* 選錄段落
他歷來對自己的物質生活要求不高,有了稿酬常去幫助有困難的讀者和親友。新中國成立後,直到今天,他不領取工資。“文革”中被凍結的存款,其實是他的稿酬。存款解凍後,僅一九八二年一次即捐了人民幣十五萬元給中國現代文學館,這在當時是一筆相當大的數目。對“希望工程”和救災,他也常請家屬或工作人員隱名捐款。當時,巴老在四川出書,不要稿酬,出版社為他翻洗照片,他卻親自到郵局寄還費用四十一元一角。他的另一巨大“財富”是大量藏書,多次分別捐給國家圖書館。目前我們國家仍實行低稿酬制,作家的生活水平尚待提高。我說這些,絕不是希望作家放棄稿費,或都去捐贈,我只是想從這個側面反映巴老的人品。

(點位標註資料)
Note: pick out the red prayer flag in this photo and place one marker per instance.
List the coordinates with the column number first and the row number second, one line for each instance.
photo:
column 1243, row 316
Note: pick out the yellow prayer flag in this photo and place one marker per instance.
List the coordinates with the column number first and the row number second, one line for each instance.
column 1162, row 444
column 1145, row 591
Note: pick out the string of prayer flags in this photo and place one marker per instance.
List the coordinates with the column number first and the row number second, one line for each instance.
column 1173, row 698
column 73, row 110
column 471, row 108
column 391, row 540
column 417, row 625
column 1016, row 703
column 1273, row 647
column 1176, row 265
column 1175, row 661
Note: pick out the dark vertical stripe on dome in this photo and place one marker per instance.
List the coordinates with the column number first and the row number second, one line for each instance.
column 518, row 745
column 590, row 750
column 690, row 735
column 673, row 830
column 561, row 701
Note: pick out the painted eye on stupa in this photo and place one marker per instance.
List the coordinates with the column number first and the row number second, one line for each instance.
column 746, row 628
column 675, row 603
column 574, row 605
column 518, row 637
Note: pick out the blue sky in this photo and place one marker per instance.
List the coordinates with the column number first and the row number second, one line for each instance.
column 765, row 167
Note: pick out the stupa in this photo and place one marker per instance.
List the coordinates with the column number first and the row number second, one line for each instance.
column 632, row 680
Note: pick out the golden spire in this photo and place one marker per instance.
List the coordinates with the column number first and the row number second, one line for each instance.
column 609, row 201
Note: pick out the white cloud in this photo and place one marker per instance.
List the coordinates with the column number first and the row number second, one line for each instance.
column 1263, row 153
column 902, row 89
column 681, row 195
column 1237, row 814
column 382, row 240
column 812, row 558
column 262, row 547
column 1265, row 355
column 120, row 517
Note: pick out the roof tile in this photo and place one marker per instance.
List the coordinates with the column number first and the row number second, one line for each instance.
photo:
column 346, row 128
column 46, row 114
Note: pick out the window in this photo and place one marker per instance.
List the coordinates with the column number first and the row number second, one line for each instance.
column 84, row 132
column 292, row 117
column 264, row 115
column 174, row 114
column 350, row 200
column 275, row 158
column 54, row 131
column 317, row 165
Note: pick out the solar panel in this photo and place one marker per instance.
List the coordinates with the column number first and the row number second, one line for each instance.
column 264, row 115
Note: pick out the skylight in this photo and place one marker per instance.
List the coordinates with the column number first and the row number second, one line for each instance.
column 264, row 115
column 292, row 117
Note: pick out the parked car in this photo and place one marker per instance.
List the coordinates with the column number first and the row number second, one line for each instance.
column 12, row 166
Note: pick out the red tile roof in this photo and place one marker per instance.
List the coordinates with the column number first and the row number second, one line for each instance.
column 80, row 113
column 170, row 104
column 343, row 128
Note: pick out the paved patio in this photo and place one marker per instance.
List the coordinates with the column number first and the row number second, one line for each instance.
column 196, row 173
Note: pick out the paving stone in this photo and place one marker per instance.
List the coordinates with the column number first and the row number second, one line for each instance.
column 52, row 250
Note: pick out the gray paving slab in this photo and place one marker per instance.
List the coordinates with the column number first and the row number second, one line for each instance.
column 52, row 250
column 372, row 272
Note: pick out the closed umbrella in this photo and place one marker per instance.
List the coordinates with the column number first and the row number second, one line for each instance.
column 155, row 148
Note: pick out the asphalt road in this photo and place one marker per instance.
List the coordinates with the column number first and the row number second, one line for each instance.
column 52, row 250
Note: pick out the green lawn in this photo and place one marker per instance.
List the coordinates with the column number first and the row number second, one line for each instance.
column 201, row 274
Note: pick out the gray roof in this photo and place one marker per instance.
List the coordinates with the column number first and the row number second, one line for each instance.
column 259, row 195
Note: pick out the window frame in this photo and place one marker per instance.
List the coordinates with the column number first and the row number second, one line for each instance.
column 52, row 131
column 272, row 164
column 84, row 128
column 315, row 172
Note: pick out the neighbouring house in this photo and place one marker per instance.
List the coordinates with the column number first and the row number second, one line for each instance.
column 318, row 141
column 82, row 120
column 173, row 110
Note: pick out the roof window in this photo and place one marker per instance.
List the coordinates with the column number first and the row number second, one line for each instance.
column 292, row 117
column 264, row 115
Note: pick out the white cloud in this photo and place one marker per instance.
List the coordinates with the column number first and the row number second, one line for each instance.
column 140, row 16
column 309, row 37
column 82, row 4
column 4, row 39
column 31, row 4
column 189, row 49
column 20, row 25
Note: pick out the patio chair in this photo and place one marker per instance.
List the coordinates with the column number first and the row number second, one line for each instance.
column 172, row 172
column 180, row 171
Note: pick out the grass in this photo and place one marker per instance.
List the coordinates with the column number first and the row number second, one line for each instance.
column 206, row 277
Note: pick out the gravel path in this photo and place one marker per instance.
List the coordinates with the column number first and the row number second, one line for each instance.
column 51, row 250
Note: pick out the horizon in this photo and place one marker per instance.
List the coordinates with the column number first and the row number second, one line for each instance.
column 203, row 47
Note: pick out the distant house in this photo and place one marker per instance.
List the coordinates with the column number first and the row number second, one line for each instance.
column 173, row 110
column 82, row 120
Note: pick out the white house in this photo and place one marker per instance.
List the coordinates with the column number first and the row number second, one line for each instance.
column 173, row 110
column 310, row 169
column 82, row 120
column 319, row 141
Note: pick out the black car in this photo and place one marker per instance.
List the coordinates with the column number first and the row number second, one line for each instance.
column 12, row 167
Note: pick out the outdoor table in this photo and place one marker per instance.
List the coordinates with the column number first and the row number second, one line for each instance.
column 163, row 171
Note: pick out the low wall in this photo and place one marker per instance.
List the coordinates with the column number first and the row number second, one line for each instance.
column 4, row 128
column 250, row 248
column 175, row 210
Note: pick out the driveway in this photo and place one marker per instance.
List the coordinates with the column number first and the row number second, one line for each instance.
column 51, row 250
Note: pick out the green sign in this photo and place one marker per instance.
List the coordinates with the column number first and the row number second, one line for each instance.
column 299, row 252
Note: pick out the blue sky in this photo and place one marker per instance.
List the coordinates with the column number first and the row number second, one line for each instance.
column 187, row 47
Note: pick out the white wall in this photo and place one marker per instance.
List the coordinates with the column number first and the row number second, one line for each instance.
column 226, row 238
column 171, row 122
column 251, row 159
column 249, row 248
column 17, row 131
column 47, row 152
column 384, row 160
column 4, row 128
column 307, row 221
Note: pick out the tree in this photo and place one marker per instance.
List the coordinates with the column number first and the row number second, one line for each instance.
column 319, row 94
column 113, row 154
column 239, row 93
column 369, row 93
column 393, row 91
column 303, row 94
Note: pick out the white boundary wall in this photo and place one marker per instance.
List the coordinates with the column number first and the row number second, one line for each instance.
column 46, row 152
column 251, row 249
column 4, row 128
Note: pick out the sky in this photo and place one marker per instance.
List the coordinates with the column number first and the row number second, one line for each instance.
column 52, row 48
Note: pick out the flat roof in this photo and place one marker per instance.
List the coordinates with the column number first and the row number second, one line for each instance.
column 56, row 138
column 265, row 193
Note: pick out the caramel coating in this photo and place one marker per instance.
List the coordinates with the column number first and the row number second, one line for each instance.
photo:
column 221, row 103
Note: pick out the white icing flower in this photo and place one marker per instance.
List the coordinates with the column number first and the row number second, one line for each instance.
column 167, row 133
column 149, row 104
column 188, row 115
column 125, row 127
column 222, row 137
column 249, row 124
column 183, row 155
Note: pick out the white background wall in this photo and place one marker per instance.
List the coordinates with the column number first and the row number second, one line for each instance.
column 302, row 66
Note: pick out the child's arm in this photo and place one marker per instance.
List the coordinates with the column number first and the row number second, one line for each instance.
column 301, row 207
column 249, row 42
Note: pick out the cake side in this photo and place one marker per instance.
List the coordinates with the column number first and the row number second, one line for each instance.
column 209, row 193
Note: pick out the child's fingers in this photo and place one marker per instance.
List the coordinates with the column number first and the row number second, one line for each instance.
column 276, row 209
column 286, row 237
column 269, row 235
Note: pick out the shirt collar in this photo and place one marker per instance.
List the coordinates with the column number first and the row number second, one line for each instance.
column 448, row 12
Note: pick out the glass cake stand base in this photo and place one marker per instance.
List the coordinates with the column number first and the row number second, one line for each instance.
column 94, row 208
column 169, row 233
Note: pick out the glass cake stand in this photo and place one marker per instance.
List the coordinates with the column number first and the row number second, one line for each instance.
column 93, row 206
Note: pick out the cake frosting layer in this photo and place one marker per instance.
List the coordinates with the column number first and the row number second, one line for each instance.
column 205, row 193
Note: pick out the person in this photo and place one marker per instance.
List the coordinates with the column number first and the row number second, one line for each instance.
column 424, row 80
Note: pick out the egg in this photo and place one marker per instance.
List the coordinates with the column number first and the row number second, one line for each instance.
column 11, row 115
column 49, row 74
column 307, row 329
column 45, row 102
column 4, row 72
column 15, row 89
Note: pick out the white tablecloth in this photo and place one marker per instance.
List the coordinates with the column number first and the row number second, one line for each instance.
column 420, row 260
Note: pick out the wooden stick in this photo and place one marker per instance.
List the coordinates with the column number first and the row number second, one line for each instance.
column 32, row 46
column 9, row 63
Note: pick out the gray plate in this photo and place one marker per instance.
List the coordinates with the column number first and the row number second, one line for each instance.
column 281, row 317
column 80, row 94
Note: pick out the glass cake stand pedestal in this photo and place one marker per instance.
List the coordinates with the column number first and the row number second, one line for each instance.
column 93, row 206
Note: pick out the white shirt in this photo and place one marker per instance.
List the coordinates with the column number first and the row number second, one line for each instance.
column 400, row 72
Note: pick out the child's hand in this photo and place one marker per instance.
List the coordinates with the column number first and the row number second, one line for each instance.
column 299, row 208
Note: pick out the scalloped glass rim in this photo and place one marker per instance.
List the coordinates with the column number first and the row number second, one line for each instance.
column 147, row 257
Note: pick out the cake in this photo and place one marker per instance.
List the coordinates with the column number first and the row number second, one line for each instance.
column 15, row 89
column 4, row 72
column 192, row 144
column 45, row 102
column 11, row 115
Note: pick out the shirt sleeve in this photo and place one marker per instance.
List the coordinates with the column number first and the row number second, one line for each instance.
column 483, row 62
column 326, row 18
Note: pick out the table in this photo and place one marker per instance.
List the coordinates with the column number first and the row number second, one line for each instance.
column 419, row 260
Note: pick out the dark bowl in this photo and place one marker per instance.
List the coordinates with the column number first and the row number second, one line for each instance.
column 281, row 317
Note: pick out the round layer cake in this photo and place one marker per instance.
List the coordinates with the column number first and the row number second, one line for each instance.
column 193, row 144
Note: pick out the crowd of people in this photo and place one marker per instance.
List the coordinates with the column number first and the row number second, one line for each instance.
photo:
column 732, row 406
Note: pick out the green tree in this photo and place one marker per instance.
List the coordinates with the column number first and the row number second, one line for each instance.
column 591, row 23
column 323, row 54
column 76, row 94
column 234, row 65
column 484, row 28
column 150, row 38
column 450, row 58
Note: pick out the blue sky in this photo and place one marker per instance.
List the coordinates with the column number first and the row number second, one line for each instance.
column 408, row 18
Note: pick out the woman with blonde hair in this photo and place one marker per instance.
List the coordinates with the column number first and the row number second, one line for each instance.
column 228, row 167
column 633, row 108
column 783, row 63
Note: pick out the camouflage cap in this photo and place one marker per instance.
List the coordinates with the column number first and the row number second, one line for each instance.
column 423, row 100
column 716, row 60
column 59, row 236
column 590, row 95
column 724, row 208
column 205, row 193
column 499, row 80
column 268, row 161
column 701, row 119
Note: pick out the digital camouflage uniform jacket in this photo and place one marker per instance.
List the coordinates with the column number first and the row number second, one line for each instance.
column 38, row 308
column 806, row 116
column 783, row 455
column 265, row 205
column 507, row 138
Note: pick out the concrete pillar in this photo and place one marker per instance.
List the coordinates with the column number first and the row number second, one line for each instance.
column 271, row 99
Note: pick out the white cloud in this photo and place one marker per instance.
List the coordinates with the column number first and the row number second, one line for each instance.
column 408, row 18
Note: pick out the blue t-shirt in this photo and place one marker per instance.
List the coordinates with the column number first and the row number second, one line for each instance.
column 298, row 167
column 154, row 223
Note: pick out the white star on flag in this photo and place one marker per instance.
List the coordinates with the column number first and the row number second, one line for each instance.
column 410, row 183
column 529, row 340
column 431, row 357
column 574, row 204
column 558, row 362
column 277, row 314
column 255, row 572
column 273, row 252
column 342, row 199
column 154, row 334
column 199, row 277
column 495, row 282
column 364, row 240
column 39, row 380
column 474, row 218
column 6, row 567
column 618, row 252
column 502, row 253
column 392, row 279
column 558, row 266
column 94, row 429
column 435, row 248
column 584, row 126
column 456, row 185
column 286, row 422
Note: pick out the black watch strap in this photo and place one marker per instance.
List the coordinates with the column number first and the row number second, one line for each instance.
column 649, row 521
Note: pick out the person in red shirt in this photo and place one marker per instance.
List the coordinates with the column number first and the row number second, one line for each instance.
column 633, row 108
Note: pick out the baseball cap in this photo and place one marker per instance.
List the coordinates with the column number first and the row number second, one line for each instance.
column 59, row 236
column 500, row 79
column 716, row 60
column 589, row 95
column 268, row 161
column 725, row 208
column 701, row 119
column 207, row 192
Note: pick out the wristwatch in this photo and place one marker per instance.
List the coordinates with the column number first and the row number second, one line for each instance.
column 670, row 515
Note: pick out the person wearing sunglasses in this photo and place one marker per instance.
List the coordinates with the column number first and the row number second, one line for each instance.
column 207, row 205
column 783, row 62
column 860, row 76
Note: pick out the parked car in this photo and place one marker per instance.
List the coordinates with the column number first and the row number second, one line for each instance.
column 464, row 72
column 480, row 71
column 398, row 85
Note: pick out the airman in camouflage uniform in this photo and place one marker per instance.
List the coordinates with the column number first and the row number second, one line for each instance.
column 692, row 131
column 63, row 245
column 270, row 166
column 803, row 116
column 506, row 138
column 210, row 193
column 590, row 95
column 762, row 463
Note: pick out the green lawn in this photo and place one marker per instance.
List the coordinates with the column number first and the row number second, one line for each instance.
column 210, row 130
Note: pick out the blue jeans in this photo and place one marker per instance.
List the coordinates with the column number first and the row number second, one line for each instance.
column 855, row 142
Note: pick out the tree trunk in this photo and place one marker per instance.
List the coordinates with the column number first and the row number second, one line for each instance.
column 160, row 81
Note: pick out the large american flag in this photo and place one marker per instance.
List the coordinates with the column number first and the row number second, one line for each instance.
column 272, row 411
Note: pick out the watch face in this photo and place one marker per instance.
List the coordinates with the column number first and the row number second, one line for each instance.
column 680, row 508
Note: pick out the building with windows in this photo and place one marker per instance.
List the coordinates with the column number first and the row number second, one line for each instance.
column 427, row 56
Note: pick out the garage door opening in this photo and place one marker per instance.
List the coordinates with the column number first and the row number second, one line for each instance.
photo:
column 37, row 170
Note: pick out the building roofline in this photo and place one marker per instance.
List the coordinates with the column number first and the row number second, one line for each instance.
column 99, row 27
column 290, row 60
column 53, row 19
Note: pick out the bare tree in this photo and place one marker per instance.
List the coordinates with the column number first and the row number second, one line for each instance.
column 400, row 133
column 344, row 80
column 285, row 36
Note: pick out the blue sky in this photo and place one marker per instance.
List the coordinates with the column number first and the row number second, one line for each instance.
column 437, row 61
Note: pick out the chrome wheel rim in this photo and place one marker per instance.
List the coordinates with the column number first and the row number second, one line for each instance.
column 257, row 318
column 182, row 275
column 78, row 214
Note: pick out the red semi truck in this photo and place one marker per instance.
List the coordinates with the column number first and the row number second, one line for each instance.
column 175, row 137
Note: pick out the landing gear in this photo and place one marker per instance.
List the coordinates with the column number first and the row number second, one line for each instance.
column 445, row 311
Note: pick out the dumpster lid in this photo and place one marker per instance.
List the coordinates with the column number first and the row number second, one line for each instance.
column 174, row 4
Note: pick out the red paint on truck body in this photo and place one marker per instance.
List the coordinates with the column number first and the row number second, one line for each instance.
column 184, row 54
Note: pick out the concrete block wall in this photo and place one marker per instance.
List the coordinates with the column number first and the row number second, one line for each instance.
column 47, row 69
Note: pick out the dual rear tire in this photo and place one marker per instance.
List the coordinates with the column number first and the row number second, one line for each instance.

* 練習題目 A
請從這段選錄段落中,把從"他歷來對自己的物質生活要求不"到"想從這個側面反映巴老的人品。"的文字一字不差地抄錄下來。
* 練習題目 B
請用兩句話概括這段關於巴老為人的選錄段落。
* 練習題目 C
請把這段選錄段落中的「他的另一巨大“財富”是大量藏書,多次分別捐給國家圖書館。」譯成英文。

* 作答結果 A
他歷來對自己的物質生活要求不高,有了稿酬常去幫助有困難的讀者和親友。新中國成立後,直到今天,他不領取工資。“文革”中被凍結的存款,其實是他的稿酬。存款解凍後,僅一九八二年一次即捐了人民幣十五萬元給中國現代文學館,這在當時是一筆相當大的數目。對“希望工程”和救災,他也常請家屬或工作人員隱名捐款。當時,巴老在四川出書,不要稿酬,出版社為他翻洗照片,他卻親自到郵局寄還費用四十一元一角。他的另一巨大“財富”是大量藏書,多次分別捐給國家圖書館。目前我們國家仍實行低稿酬制,作家的生活水平尚待提高。我說這些,絕不是希望作家放棄稿費,或都去捐贈,我只是想從這個側面反映巴老的人品。

* 作答結果 B
巴老對物質生活要求不高,新中國成立後不領取工資,常用稿酬幫助有困難的讀者和親友,一九八二年一次就捐了人民幣十五萬元給中國現代文學館,還多次把藏書捐給國家圖書館。作者說明這些並不是希望作家放棄稿費或都去捐贈,而是想從這個側面反映巴老的人品。

* 作答結果 C
His other great "wealth" is his large collection of books, which he has donated to the National Library on several separate occasions.